Beginning with the line that contains "Indicate the wooden church", retype the entries below exactly, ending with the line that contains "Indicate the brown". Leave out any pictures.

START RECORDS SUPPLIED

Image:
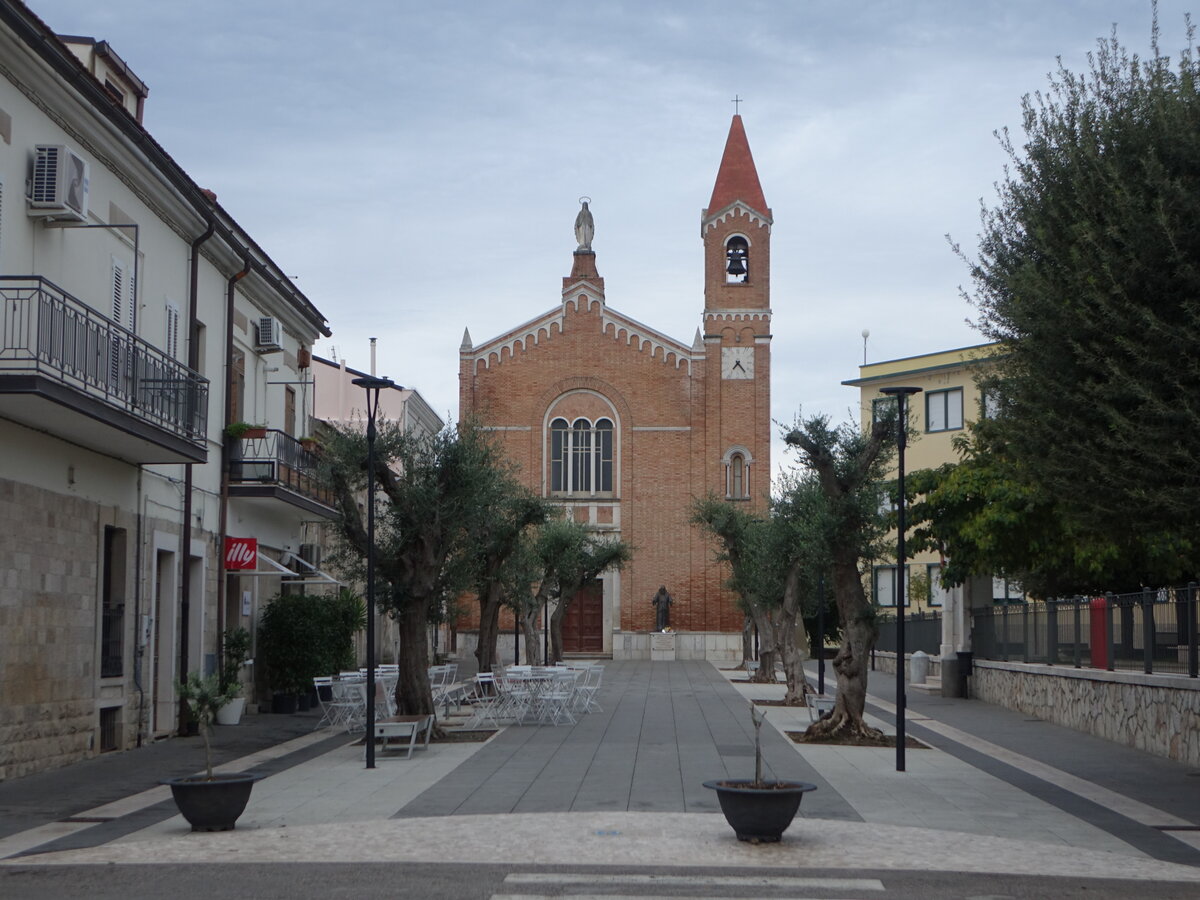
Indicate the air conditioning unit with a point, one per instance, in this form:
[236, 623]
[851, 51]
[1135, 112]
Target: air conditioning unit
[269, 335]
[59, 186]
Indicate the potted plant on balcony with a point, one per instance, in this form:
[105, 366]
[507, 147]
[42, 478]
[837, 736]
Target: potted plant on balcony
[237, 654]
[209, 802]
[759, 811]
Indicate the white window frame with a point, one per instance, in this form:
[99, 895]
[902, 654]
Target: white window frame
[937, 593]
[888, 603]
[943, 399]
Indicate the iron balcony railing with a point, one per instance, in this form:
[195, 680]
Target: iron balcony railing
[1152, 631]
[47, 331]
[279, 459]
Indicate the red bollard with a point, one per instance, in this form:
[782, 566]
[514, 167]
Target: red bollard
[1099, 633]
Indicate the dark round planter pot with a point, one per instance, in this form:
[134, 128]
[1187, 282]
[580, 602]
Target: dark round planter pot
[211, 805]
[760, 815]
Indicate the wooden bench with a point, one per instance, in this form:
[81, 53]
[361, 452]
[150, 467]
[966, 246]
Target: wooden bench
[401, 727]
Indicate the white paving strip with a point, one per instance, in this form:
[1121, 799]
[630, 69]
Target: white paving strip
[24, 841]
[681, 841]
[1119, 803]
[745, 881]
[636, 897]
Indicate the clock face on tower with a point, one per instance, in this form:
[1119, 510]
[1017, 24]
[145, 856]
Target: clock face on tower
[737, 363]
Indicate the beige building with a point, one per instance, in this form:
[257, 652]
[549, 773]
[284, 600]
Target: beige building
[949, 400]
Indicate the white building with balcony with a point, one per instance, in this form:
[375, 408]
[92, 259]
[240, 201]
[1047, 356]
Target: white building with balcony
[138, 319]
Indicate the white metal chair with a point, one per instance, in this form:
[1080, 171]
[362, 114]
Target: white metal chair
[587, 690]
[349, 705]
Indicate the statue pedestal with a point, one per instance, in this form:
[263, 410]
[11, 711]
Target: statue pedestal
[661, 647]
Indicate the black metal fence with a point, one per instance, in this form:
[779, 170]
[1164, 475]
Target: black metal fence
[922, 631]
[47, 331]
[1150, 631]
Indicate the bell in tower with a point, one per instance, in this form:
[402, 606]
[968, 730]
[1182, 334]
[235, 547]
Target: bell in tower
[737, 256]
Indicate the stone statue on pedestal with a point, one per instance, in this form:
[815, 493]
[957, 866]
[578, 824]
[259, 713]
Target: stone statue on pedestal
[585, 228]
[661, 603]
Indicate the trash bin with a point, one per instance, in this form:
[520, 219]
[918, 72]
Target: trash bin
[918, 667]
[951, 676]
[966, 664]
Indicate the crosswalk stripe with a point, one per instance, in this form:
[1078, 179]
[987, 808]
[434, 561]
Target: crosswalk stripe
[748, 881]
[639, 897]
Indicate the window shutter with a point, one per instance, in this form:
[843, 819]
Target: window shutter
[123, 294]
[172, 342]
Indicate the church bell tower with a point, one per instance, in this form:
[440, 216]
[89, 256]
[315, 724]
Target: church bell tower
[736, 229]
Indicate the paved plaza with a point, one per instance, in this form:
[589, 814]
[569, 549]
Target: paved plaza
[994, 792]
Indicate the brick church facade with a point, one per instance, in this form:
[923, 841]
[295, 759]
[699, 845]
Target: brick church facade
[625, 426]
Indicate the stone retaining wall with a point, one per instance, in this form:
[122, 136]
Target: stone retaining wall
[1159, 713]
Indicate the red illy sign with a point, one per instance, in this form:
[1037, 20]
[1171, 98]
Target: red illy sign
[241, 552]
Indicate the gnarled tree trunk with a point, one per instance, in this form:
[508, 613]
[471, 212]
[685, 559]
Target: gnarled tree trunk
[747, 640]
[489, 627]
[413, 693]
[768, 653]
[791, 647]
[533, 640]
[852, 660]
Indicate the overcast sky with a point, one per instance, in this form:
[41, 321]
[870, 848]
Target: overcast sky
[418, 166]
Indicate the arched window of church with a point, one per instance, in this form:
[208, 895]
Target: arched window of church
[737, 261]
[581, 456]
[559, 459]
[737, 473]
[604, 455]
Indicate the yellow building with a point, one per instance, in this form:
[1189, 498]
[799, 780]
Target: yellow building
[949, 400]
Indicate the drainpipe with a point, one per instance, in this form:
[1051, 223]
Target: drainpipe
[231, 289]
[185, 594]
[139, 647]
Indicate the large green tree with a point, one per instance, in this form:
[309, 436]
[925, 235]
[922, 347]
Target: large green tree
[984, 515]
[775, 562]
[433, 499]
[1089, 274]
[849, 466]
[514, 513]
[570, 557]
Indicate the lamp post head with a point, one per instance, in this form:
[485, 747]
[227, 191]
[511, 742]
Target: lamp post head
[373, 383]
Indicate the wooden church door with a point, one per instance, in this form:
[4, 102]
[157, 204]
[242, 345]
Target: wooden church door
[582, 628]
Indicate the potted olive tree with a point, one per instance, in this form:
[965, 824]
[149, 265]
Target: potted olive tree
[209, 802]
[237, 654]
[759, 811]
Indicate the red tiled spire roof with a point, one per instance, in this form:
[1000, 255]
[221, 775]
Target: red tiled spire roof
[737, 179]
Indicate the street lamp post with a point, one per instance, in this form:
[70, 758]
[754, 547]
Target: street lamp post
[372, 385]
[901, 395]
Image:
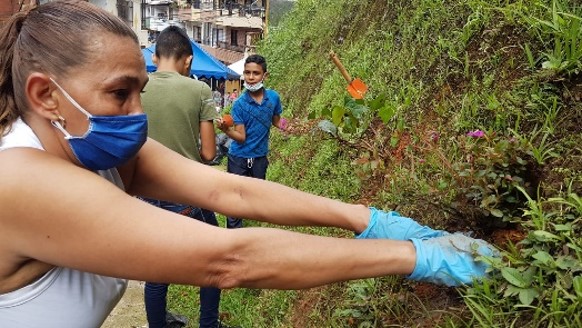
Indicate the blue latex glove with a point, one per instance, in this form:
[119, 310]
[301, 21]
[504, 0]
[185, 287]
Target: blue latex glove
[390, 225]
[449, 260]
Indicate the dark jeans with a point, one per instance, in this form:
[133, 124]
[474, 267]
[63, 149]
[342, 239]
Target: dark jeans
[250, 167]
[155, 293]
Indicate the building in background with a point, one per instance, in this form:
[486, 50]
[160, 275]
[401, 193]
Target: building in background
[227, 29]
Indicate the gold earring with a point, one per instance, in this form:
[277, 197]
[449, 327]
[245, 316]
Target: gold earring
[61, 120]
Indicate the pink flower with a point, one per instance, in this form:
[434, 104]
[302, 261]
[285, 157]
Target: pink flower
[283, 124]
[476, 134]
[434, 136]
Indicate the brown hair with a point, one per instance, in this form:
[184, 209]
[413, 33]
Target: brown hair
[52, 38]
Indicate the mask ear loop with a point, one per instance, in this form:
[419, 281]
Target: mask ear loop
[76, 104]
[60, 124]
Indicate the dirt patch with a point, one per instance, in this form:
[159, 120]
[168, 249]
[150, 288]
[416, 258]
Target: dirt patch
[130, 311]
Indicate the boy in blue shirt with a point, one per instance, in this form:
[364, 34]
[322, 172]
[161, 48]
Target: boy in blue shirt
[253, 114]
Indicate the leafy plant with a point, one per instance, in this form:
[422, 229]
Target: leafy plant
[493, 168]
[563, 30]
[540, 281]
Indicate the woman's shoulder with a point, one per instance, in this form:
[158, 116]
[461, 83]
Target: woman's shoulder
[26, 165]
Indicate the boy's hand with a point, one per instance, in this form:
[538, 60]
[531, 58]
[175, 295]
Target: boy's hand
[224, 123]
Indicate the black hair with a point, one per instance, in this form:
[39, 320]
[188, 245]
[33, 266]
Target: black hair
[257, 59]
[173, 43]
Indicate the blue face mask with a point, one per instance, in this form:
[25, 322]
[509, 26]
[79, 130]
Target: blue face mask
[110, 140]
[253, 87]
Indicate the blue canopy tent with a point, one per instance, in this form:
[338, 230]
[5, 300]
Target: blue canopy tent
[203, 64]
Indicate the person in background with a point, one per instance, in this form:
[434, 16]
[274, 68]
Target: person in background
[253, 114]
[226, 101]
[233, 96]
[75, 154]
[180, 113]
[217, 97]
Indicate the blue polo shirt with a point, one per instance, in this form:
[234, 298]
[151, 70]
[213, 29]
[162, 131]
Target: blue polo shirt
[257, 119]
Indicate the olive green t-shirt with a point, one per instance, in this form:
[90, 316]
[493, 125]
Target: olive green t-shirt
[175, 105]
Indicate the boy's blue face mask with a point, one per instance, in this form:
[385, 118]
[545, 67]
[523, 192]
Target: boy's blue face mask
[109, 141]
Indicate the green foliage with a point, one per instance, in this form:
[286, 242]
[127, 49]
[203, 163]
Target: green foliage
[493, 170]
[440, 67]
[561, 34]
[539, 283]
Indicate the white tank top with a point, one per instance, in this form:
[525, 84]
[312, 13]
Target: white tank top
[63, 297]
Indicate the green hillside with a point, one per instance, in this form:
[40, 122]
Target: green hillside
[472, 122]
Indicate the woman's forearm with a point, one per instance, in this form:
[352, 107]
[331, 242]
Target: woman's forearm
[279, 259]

END RECORDS SUPPLIED

- ANSWER BELOW
Indicate the wooden church door with a point, one per instance, in this form:
[4, 102]
[157, 204]
[242, 345]
Target: wooden church door
[582, 628]
Indicate the potted olive tree with a point, one per instance, in this form:
[965, 824]
[149, 265]
Target: potted olive tree
[209, 802]
[237, 654]
[759, 811]
Indicate the red tiled spire roof with a point, one per instance, in this form:
[1000, 255]
[221, 775]
Target: red tiled spire roof
[737, 179]
Indicate the street lamp post with a point, one per instance, in this form:
[70, 758]
[754, 547]
Target: street lamp post
[372, 385]
[901, 395]
Image:
Indicate the blue latex glove with a point, one per instance, in this form:
[119, 310]
[301, 21]
[504, 0]
[185, 287]
Target: blue latex glove
[390, 225]
[449, 260]
Indicate the dark jeans with a point, one per instance, in this form:
[133, 124]
[474, 267]
[63, 149]
[342, 239]
Target: dark jeans
[250, 167]
[155, 293]
Indicate the building in background with a point, one per instance, in this form:
[486, 50]
[160, 275]
[401, 193]
Target: building in background
[227, 29]
Indicate the gold earring with a point, one per instance, in this form:
[277, 197]
[449, 327]
[245, 316]
Target: gold earring
[61, 120]
Indicate the pink flower with a point, one per instance, in this form:
[434, 104]
[302, 261]
[285, 157]
Target: pink flower
[283, 124]
[476, 134]
[434, 136]
Indicate the brown hair with a point, one per instance, in this form:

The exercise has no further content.